** start of INPUT DATA **

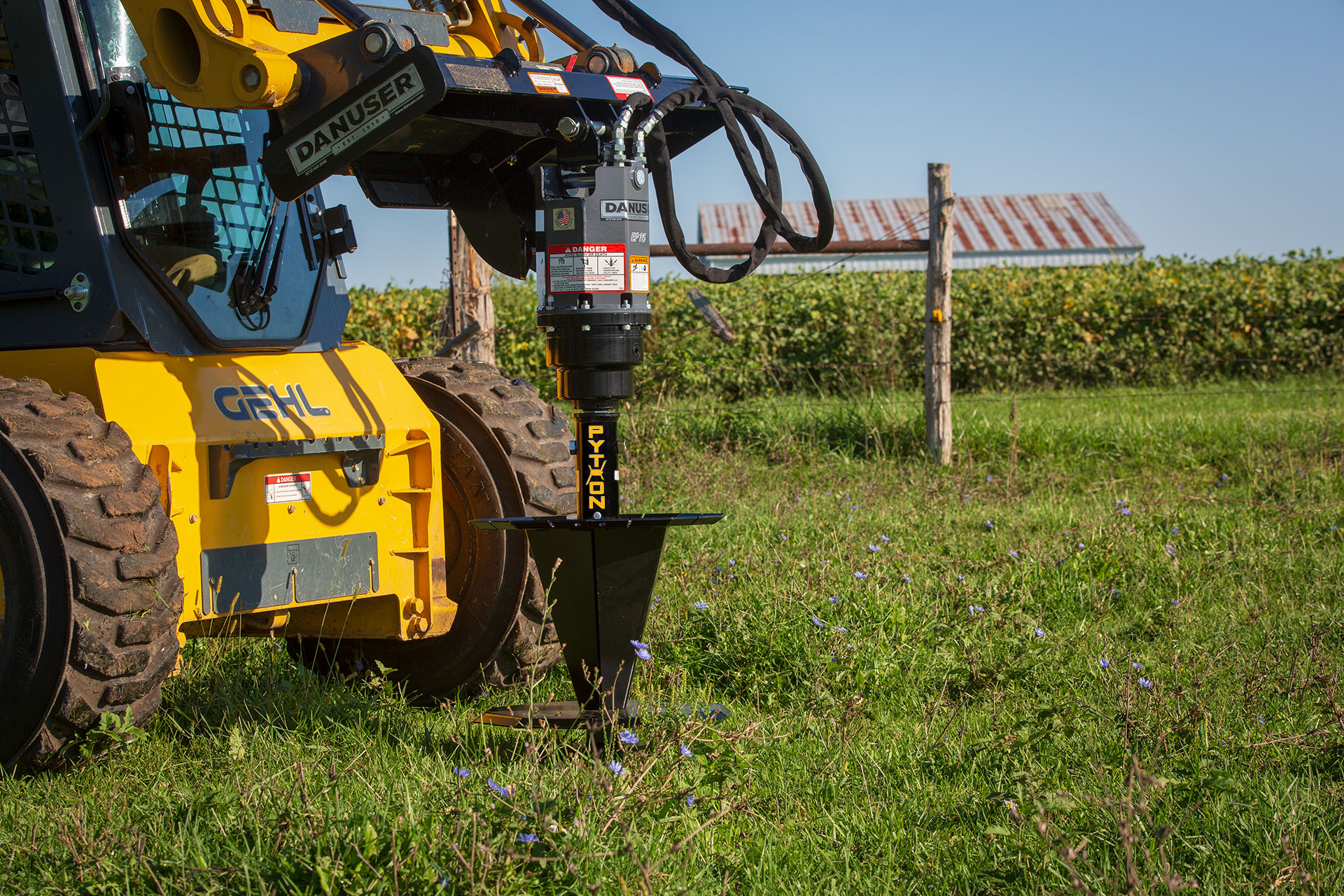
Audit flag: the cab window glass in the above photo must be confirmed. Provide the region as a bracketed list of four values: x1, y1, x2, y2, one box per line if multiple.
[92, 0, 323, 341]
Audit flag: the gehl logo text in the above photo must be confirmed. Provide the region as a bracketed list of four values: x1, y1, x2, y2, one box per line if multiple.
[583, 426, 606, 510]
[215, 383, 332, 421]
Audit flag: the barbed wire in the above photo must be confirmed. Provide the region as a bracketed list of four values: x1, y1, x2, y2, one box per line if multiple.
[621, 387, 1338, 416]
[459, 310, 1344, 336]
[636, 355, 1326, 374]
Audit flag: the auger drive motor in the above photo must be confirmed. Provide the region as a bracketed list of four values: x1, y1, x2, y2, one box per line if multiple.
[0, 0, 832, 770]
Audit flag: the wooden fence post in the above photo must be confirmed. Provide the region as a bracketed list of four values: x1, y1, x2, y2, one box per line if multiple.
[925, 162, 957, 466]
[440, 212, 495, 364]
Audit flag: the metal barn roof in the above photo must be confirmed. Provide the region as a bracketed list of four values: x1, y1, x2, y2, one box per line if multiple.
[700, 192, 1144, 273]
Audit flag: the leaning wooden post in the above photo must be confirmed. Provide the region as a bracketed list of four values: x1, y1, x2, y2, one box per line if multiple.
[925, 162, 957, 466]
[440, 212, 495, 364]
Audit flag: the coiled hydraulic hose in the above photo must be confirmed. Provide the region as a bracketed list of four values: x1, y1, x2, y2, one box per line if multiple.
[593, 0, 834, 284]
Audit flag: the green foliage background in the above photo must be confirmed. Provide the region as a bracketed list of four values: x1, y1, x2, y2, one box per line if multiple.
[346, 250, 1344, 399]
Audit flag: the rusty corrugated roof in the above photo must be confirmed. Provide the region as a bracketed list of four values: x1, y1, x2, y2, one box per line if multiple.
[700, 192, 1144, 253]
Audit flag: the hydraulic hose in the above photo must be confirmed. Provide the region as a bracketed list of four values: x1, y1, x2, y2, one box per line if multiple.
[593, 0, 834, 284]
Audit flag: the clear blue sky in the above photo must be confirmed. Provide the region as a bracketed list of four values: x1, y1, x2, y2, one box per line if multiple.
[319, 0, 1344, 285]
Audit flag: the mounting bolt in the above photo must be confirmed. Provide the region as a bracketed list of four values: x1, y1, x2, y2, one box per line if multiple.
[238, 63, 260, 92]
[360, 22, 393, 62]
[60, 272, 89, 313]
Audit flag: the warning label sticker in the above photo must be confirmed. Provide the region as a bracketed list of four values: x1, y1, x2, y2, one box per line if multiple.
[266, 473, 313, 504]
[546, 243, 626, 293]
[606, 75, 649, 99]
[527, 71, 570, 95]
[630, 255, 649, 293]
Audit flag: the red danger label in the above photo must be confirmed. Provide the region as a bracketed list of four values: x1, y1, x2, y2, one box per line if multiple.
[546, 243, 629, 293]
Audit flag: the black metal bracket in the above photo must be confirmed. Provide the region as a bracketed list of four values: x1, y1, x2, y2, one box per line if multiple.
[210, 435, 384, 500]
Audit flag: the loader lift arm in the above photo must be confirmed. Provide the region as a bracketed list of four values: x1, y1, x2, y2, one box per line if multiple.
[124, 0, 832, 282]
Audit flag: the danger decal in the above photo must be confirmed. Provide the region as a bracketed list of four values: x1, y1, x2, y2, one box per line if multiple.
[630, 255, 649, 293]
[527, 71, 570, 97]
[546, 243, 626, 293]
[606, 75, 649, 99]
[266, 473, 313, 504]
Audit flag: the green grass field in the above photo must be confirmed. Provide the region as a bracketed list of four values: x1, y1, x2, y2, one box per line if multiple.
[0, 379, 1344, 896]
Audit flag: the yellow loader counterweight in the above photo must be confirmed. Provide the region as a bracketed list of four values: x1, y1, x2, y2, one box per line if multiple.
[0, 0, 831, 769]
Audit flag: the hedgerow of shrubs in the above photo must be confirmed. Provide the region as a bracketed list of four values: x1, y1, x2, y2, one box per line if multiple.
[346, 251, 1344, 399]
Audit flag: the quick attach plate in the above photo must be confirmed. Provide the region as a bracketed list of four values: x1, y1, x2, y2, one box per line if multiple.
[472, 513, 723, 727]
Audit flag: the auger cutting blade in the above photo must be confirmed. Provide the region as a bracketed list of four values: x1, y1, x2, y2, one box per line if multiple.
[472, 513, 723, 728]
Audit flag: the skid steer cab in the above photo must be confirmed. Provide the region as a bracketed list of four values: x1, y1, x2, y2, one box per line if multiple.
[0, 0, 832, 770]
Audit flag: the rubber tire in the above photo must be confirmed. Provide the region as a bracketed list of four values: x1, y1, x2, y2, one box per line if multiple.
[0, 377, 183, 770]
[286, 357, 578, 703]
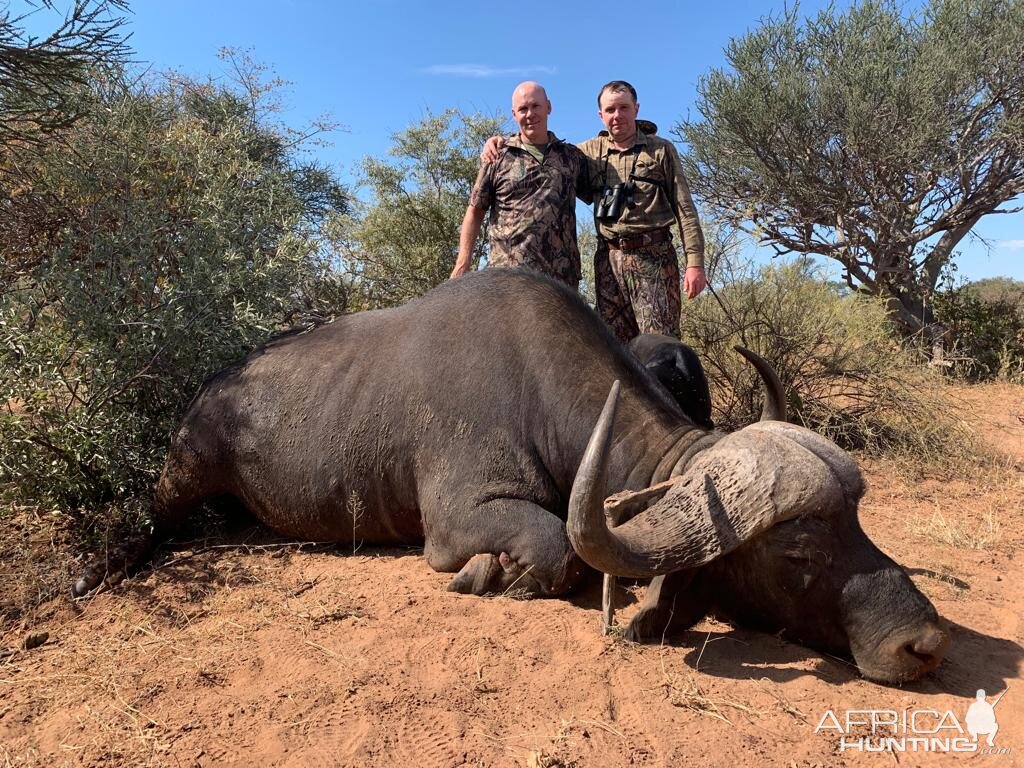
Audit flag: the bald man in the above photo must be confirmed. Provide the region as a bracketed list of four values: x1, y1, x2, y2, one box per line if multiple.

** end of INPUT DATA **

**EXERCISE AIM**
Pull out and copy each line of the data above that contains the string "roof". Case counts.

**TASK RESPONSE**
Audit flag: the metal barn roof in the above photo must be confirmed. Provide the region as a bracketed list of four values: x1, y1, x2, y2, one box per line if multiple.
Audit flag: the rusty corrugated roof in the above photo must be confirmed. Provide the region as a bracketed list of four values: x1, y1, x2, y2, one box per line if multiple.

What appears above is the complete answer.